**Exercise brief:** Render the lines of the material below as a numbered list, starting at the line containing "For the picture" and ending at the line containing "left=91, top=239, right=196, bottom=336". Leave out any blank lines.

### Data excerpts ###

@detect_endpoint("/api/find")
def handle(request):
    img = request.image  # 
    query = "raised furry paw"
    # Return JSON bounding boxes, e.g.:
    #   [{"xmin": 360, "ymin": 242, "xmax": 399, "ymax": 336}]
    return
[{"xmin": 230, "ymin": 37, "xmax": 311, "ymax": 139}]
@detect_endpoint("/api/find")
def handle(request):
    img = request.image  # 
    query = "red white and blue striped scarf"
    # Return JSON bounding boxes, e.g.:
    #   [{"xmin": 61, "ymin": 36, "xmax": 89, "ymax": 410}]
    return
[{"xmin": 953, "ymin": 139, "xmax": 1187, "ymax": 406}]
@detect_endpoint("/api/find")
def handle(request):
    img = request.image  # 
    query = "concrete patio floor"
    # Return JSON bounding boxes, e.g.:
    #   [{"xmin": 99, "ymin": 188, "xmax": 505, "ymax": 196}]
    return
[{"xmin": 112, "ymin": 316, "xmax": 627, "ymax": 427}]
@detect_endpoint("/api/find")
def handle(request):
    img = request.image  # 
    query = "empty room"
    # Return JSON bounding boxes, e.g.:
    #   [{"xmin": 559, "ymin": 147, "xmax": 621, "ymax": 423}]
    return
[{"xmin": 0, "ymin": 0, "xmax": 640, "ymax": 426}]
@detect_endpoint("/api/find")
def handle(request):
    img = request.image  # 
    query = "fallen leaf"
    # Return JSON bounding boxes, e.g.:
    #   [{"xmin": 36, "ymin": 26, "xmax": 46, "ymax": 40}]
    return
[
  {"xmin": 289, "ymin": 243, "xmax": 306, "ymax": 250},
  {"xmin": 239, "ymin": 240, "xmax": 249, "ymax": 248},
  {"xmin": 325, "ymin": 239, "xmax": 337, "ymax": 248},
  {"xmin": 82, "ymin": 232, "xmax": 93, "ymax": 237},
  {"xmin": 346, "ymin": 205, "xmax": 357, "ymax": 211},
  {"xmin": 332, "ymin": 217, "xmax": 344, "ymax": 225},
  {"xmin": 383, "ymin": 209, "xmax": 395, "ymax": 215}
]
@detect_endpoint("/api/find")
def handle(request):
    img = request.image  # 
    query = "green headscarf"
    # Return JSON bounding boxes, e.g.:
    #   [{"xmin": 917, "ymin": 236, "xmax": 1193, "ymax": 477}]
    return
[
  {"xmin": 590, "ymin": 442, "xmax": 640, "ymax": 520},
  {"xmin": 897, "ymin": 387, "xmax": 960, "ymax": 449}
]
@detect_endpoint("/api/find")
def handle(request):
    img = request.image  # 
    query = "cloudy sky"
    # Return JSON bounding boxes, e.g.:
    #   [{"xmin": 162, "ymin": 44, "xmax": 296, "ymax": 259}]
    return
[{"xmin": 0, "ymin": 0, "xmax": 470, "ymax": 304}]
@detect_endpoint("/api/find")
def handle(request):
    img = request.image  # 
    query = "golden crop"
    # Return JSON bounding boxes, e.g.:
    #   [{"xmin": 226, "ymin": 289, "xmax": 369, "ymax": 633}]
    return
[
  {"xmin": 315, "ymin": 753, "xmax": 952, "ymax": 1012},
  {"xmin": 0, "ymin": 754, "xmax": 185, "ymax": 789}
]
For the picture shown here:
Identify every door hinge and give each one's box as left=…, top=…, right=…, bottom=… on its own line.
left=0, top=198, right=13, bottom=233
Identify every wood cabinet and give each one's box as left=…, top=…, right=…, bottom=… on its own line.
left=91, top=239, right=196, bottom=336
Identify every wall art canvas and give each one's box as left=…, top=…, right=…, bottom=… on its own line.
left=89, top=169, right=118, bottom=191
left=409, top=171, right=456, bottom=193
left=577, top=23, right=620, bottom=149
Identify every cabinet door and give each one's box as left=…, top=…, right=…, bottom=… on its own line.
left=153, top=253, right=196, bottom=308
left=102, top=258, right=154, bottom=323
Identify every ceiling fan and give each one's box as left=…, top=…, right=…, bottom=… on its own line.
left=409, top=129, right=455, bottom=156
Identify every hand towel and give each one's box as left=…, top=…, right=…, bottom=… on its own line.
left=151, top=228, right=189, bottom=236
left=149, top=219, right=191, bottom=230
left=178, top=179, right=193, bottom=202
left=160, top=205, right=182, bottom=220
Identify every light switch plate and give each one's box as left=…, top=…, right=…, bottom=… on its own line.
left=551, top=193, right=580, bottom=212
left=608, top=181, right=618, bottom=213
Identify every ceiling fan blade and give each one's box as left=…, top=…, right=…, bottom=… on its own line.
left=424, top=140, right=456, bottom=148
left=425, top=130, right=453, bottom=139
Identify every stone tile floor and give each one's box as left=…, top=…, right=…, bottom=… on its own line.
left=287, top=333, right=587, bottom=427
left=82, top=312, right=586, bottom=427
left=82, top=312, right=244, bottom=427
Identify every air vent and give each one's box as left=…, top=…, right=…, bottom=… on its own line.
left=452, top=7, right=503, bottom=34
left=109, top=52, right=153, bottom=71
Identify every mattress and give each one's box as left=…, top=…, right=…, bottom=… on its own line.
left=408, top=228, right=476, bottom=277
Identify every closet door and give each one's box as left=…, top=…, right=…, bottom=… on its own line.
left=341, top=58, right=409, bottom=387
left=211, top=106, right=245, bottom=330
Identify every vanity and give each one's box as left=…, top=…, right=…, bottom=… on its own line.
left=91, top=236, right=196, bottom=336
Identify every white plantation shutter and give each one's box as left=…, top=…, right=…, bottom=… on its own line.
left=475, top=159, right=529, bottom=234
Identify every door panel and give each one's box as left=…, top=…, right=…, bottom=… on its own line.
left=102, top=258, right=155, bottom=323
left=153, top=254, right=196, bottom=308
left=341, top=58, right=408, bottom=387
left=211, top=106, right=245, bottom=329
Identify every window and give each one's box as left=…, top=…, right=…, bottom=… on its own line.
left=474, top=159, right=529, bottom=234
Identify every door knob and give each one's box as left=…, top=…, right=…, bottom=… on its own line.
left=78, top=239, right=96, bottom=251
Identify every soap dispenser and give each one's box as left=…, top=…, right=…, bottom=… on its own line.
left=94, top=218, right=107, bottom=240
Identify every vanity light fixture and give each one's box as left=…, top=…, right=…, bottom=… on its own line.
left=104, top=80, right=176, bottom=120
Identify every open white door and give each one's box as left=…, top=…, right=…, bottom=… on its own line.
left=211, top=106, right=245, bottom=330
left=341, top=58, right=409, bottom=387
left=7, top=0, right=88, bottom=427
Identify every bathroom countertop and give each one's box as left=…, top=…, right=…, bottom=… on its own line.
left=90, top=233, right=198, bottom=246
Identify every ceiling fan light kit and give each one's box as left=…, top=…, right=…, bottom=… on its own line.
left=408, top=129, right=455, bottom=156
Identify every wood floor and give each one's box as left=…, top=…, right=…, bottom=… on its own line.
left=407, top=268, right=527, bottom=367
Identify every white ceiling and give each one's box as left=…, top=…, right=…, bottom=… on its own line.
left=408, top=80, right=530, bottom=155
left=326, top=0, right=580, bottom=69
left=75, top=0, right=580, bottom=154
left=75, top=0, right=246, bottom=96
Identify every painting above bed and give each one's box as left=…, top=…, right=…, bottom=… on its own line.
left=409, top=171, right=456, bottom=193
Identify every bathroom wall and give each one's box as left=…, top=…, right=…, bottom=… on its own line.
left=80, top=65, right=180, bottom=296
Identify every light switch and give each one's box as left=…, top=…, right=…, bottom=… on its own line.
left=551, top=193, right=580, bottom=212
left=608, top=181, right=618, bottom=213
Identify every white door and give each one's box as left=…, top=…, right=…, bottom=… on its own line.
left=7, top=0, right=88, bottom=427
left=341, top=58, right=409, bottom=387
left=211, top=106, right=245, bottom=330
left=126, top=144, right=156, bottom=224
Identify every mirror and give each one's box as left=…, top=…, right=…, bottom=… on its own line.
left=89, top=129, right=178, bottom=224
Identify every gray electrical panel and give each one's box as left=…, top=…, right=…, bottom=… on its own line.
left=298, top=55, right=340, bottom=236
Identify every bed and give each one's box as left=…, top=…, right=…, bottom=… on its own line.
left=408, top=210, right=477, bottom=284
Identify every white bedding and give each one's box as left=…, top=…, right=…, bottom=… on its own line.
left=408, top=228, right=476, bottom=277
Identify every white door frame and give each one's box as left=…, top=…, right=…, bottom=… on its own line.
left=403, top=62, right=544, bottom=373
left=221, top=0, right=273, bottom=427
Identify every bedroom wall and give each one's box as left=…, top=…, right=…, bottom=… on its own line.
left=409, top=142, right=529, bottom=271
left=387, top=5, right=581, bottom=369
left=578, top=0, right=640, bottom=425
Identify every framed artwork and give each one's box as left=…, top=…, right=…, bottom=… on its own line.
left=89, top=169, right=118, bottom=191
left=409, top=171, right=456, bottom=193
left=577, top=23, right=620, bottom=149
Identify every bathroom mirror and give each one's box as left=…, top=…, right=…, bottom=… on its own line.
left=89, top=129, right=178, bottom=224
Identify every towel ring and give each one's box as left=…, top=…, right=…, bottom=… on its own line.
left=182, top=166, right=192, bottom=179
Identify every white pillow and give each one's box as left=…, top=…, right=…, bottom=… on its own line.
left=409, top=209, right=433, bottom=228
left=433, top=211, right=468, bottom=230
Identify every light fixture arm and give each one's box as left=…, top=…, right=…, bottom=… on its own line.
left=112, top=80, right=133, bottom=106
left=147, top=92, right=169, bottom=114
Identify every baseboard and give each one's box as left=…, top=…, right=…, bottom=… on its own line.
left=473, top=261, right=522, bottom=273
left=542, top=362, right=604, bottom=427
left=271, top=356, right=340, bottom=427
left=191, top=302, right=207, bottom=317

###

**Worked solution:**
1. For the picture shown here:
2. Identify every door hinge and give each one's box as left=…, top=…, right=…, bottom=… on its own line.
3. left=0, top=198, right=13, bottom=233
4. Identify every wood cabinet and give each one's box as left=…, top=…, right=…, bottom=… on its own line.
5. left=91, top=239, right=196, bottom=336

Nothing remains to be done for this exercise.